▸ INSTRUCTIONS FOR THE TASK
Would you retype all of these records exactly?

——————————

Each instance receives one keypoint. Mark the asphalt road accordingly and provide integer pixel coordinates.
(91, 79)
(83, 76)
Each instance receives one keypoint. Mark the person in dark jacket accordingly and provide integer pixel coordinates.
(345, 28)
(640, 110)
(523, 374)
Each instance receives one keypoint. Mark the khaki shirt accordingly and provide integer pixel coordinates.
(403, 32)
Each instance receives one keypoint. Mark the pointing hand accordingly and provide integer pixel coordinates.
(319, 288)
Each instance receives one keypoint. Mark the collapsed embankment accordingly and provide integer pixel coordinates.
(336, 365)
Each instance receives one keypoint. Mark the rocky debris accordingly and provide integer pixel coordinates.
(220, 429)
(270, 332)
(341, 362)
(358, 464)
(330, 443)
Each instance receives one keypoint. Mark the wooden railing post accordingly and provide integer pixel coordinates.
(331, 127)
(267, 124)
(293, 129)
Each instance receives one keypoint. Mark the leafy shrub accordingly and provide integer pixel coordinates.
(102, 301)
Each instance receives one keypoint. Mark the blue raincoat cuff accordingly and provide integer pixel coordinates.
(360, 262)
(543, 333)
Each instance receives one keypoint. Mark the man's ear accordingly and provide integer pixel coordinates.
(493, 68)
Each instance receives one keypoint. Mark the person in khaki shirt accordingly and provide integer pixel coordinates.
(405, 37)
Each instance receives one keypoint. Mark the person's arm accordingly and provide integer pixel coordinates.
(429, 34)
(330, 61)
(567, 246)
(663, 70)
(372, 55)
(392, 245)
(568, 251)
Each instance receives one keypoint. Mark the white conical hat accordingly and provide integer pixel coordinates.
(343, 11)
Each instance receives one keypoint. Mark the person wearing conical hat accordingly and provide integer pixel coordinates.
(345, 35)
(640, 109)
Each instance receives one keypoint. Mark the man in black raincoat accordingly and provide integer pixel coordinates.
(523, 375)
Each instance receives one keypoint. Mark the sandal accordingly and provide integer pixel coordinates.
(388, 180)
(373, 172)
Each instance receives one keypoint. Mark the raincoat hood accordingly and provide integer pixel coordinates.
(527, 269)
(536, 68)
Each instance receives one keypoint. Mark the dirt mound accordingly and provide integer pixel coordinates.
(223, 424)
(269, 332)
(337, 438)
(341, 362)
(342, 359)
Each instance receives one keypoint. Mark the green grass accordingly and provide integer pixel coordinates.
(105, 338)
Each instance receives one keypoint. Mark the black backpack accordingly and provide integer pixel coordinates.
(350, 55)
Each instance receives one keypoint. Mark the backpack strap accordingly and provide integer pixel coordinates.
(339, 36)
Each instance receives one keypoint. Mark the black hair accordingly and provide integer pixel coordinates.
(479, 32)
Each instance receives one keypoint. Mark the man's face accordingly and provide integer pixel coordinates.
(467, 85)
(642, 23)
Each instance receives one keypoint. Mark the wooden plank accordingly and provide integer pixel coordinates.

——————————

▸ ANSWER TO THIS TASK
Each instance receives one keypoint. Mark the asphalt road accordingly and provide integer pixel coordinates.
(91, 79)
(83, 76)
Each instance receives one keypoint. Mark the person in dark jacket accordingly and provide integer pixel coordinates.
(345, 28)
(640, 110)
(523, 374)
Each instance receives one keypoint. Mark the khaki shirt accordingly and provide integer pixel coordinates.
(403, 32)
Each instance receives one keypoint. Mark the pointing hand accordingly and provide integer pixel coordinates.
(319, 288)
Each instance receives one keypoint. Mark the collapsed embankment accordingly and provide integer pixel coordinates.
(336, 365)
Each instance receives one keypoint. Mark the rocky debris accordingly and provide integer pixel coordinates.
(220, 429)
(270, 332)
(341, 362)
(358, 464)
(330, 443)
Each instance receives one keypoint. Mark the wooden railing post accordingly and provide integer pixel coordinates.
(331, 127)
(267, 124)
(293, 129)
Each instance receives one keypoint. Mark the leafy shrub accordingly and provide integer pixel coordinates.
(102, 301)
Each instance receives one keypoint. Mark the blue raincoat cuff accordingly and provide integer pixel coordinates.
(360, 262)
(543, 333)
Each instance receives one keypoint. Mark the man's ear accordingly and provide integer pixel coordinates.
(493, 68)
Each instance receives one keypoint. Mark the person in khaki shirt accordingly and provide integer pixel coordinates.
(405, 37)
Each instance receives one keypoint. Mark the person's arm accordingly and provide integer pixel coordinates.
(429, 34)
(330, 61)
(567, 246)
(663, 70)
(372, 55)
(392, 245)
(568, 251)
Each instance receives one keypoint. Mark the white conical hat accordingly and provide integer pixel coordinates.
(343, 11)
Each instance receives one keypoint. Mark the person wearing conical hat accordingly and provide integer pixel coordinates.
(345, 35)
(640, 109)
Each instance receives one keypoint. Mark the man in black raincoat accordingly and provide integer pixel coordinates.
(523, 375)
Each instance receives one keypoint. Mark the sandal accordingly and provide integer pixel coordinates.
(388, 180)
(373, 172)
Each instance receives one keypoint. Mark the raincoat hood accordingly and provide integer pixel coordinates.
(527, 269)
(536, 68)
Each instance receives one keypoint. Mark the dirt mound accordingly and provide integer pixel coordinates.
(223, 424)
(269, 332)
(337, 438)
(341, 362)
(342, 359)
Each instance receives one keypoint. Mark the green grass accordingly and provide integer pixel coordinates.
(105, 338)
Each instance receives one keypoint. Mark the black backpack accordingly and provide integer pixel coordinates.
(350, 55)
Each instance receives one keypoint. Mark the backpack strap accordingly and provide integer pixel coordinates.
(339, 36)
Each instance receives one keypoint. Mark the black hair accordingly and provide integer pixel coordinates.
(479, 32)
Each instance receives one keypoint. Mark the man's face accordingly and provide integer pixel coordinates.
(467, 85)
(642, 23)
Each instance receives one keypoint. Mark the wooden plank accordingly and provide integer pixel coordinates.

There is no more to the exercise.